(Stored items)
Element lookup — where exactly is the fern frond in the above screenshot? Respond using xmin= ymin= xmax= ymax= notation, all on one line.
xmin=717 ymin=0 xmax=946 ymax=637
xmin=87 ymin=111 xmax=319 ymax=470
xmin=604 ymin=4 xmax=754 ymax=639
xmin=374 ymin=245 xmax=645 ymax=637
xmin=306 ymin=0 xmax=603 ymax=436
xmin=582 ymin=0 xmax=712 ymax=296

=== Exercise instructions ===
Turn the entries above into a Markdown table with a column headed Row for the row number and a column headed Line for the line itself, leaving out any blank lines.

=== Solution to the exercise ===
| Row | Line |
|---|---|
| 1 | Element lookup — where exactly is the fern frond in the above screenshot? Respond using xmin= ymin= xmax= ymax= notation, all on one line. |
| 2 | xmin=717 ymin=0 xmax=946 ymax=637 |
| 3 | xmin=87 ymin=111 xmax=319 ymax=470 |
| 4 | xmin=604 ymin=4 xmax=754 ymax=639 |
| 5 | xmin=374 ymin=245 xmax=645 ymax=637 |
| 6 | xmin=306 ymin=0 xmax=603 ymax=436 |
| 7 | xmin=582 ymin=0 xmax=712 ymax=296 |